* TASK REQUIREMENTS: An exact copy of every entry is what's needed, so please transcribe them all.

=== Section Start ===

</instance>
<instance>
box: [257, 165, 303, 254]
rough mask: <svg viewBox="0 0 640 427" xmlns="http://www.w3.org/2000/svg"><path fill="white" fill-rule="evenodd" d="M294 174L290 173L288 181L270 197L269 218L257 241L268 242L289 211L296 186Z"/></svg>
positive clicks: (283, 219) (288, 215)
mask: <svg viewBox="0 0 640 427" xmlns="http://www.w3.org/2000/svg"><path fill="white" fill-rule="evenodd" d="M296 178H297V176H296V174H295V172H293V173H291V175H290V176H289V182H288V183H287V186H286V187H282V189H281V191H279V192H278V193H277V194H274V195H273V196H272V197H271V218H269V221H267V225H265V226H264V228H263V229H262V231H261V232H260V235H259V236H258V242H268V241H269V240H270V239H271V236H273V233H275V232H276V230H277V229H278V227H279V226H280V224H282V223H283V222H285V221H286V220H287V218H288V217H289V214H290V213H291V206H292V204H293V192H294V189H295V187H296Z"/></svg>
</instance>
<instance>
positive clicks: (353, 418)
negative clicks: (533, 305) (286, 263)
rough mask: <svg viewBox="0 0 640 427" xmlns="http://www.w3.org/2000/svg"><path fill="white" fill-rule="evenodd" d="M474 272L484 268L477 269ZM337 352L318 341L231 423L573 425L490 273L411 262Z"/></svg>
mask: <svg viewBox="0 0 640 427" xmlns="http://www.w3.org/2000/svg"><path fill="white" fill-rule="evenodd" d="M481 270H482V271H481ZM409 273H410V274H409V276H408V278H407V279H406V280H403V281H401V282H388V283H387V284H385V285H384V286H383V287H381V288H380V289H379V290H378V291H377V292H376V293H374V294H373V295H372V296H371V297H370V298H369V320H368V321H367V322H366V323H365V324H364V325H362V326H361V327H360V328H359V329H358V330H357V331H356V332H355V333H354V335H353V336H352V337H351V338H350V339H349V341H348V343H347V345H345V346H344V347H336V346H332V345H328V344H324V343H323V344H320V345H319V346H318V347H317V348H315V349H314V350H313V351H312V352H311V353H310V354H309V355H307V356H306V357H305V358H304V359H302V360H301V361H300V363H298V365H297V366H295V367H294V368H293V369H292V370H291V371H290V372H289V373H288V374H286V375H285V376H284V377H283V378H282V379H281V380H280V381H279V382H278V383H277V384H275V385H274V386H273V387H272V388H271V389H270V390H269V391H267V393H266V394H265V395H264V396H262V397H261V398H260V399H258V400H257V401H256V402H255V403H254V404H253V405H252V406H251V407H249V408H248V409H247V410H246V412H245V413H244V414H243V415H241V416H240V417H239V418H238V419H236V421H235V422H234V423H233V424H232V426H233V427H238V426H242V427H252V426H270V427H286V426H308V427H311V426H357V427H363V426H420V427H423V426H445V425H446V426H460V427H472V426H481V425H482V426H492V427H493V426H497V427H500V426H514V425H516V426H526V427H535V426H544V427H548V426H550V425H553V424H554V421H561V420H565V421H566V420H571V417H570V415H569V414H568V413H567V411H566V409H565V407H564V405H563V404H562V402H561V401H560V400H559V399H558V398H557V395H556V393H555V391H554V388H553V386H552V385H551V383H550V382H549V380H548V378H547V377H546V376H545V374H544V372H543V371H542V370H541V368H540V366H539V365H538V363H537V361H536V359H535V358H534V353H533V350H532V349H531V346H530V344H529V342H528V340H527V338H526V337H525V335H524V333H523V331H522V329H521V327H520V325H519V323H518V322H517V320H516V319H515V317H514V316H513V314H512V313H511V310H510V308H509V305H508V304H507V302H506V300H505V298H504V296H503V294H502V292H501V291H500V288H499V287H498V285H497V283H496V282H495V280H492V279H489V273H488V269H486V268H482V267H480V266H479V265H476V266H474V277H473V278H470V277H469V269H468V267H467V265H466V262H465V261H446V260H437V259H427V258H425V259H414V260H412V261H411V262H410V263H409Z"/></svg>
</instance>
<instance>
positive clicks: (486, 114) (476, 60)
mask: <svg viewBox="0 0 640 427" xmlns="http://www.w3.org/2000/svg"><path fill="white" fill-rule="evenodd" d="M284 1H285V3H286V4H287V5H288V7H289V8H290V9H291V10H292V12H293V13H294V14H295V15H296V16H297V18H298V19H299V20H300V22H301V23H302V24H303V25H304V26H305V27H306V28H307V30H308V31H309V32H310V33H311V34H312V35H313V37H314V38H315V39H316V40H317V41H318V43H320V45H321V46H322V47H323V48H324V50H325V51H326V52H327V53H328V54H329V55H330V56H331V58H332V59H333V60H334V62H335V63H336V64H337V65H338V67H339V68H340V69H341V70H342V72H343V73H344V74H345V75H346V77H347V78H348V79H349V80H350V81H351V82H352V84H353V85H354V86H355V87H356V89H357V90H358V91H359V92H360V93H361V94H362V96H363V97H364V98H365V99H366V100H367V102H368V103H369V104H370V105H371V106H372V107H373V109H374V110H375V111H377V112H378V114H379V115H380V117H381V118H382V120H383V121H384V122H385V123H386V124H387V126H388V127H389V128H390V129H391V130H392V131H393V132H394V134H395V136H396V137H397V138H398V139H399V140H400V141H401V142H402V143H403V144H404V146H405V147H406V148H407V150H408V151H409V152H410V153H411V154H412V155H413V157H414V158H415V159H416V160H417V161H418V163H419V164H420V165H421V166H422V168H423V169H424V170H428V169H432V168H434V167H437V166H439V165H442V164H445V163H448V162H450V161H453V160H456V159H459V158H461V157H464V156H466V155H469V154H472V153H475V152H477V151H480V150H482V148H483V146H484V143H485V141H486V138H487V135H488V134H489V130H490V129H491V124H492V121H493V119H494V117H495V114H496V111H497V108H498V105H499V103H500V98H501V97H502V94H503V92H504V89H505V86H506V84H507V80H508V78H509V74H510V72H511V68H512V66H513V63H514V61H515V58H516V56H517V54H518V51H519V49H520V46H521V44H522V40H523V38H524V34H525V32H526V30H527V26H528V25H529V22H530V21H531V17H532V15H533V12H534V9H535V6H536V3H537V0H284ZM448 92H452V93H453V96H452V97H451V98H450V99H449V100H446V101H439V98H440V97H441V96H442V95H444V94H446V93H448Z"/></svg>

=== Section End ===

* EXERCISE ANSWER:
</instance>
<instance>
box: [257, 165, 303, 254]
rough mask: <svg viewBox="0 0 640 427" xmlns="http://www.w3.org/2000/svg"><path fill="white" fill-rule="evenodd" d="M294 174L290 173L288 181L270 197L269 218L257 241L268 242L289 211L296 186Z"/></svg>
positive clicks: (283, 219) (288, 215)
mask: <svg viewBox="0 0 640 427" xmlns="http://www.w3.org/2000/svg"><path fill="white" fill-rule="evenodd" d="M296 178H297V176H296V174H295V172H293V173H291V175H290V176H289V182H288V183H287V186H286V187H282V189H281V191H279V192H278V193H277V194H274V195H273V196H272V197H271V218H269V221H267V225H265V226H264V228H263V229H262V231H261V232H260V235H259V236H258V242H268V241H269V240H270V239H271V236H273V233H275V232H276V230H277V229H278V227H279V226H280V224H282V223H283V222H285V221H286V220H287V218H288V217H289V214H290V213H291V206H292V204H293V192H294V189H295V187H296Z"/></svg>
</instance>
<instance>
positive clicks: (353, 418)
negative clicks: (533, 305) (286, 263)
rough mask: <svg viewBox="0 0 640 427" xmlns="http://www.w3.org/2000/svg"><path fill="white" fill-rule="evenodd" d="M474 272L484 268L477 269ZM337 352L318 341L231 423L573 425L490 273L411 262Z"/></svg>
mask: <svg viewBox="0 0 640 427" xmlns="http://www.w3.org/2000/svg"><path fill="white" fill-rule="evenodd" d="M481 270H482V271H481ZM409 273H410V274H409V276H408V278H407V279H406V280H403V281H401V282H388V283H387V284H385V285H384V286H383V287H381V288H380V289H379V290H378V291H377V292H376V293H374V294H373V295H372V296H371V297H370V298H369V320H368V321H367V322H366V323H365V324H364V325H362V326H361V327H360V328H359V329H358V330H357V331H356V332H355V333H354V335H353V336H352V337H351V338H350V339H349V341H348V343H347V345H345V346H344V347H336V346H332V345H328V344H324V343H323V344H320V345H319V346H318V347H317V348H315V349H314V350H313V351H312V352H311V353H310V354H309V355H307V356H306V357H305V358H304V359H302V360H301V361H300V363H298V365H297V366H295V367H294V368H293V369H292V370H291V371H290V372H289V373H288V374H286V375H285V376H284V377H283V378H282V379H281V380H280V381H279V382H278V383H277V384H275V385H274V386H273V387H272V388H271V389H270V390H269V391H267V393H266V394H265V395H264V396H262V397H261V398H260V399H258V400H257V401H256V402H255V403H254V404H253V405H252V406H251V407H249V408H248V409H247V410H246V412H245V413H244V414H243V415H241V416H240V417H239V418H238V419H236V421H235V422H234V423H233V424H232V426H233V427H238V426H242V427H252V426H270V427H286V426H308V427H311V426H357V427H363V426H420V427H423V426H445V425H446V426H460V427H472V426H481V425H482V426H492V427H493V426H497V427H500V426H514V425H516V426H526V427H535V426H544V427H548V426H550V425H553V424H554V421H561V420H565V421H566V420H571V417H570V415H569V414H568V413H567V411H566V409H565V407H564V405H563V404H562V402H561V401H560V400H559V399H558V398H557V395H556V393H555V391H554V388H553V386H552V385H551V383H550V382H549V380H548V378H547V377H546V376H545V374H544V372H543V371H542V370H541V368H540V366H539V365H538V363H537V361H536V359H535V358H534V353H533V350H532V349H531V346H530V344H529V342H528V340H527V338H526V337H525V335H524V333H523V331H522V329H521V327H520V325H519V323H518V322H517V320H516V319H515V317H514V316H513V314H512V313H511V310H510V308H509V305H508V304H507V302H506V300H505V298H504V296H503V294H502V292H501V291H500V288H499V287H498V285H497V283H496V282H495V280H492V279H489V273H488V269H486V268H482V267H480V266H479V265H476V266H474V277H473V278H470V277H469V269H468V267H467V265H466V262H465V261H446V260H437V259H427V258H425V259H414V260H412V261H411V262H410V263H409Z"/></svg>
</instance>
<instance>
positive clicks: (486, 114) (476, 60)
mask: <svg viewBox="0 0 640 427" xmlns="http://www.w3.org/2000/svg"><path fill="white" fill-rule="evenodd" d="M284 1H285V3H286V4H287V5H288V7H289V8H290V9H291V10H292V12H293V13H294V14H295V15H296V16H297V18H298V19H299V20H300V22H301V23H302V24H303V25H304V26H305V27H306V28H307V30H308V31H309V32H310V33H311V34H312V35H313V37H314V38H315V39H316V40H317V41H318V43H320V45H321V46H322V47H323V48H324V50H325V51H326V52H327V53H328V54H329V55H330V56H331V58H332V59H333V60H334V62H335V63H336V64H337V65H338V67H339V68H340V69H341V70H342V72H343V73H344V74H345V75H346V77H347V78H348V79H349V80H350V81H351V82H352V84H353V85H354V86H355V87H356V89H357V90H358V91H359V92H360V93H361V94H362V96H363V97H364V98H365V99H366V100H367V102H368V103H369V104H370V105H371V106H372V107H373V109H374V110H375V111H377V112H378V114H379V115H380V117H381V118H382V120H383V121H384V122H385V123H386V124H387V126H388V127H389V128H390V129H391V130H392V131H393V132H394V134H395V136H396V137H397V138H398V139H399V140H400V141H401V142H402V143H403V144H404V146H405V147H406V148H407V150H408V151H409V152H410V153H411V154H412V155H413V157H414V158H415V159H416V160H417V161H418V163H419V164H420V165H421V166H422V168H423V169H424V170H428V169H432V168H434V167H437V166H439V165H442V164H445V163H448V162H450V161H453V160H456V159H459V158H461V157H464V156H466V155H469V154H472V153H475V152H477V151H480V150H482V148H483V146H484V143H485V141H486V138H487V135H488V134H489V130H490V129H491V124H492V121H493V119H494V117H495V114H496V111H497V108H498V105H499V103H500V98H501V97H502V94H503V92H504V89H505V86H506V84H507V80H508V78H509V74H510V72H511V68H512V66H513V63H514V61H515V58H516V56H517V54H518V51H519V49H520V46H521V44H522V40H523V38H524V34H525V32H526V30H527V26H528V25H529V22H530V21H531V17H532V15H533V12H534V9H535V6H536V3H537V0H284ZM448 92H452V93H453V96H452V97H451V98H450V99H449V100H446V101H439V98H440V97H441V96H442V95H444V94H446V93H448Z"/></svg>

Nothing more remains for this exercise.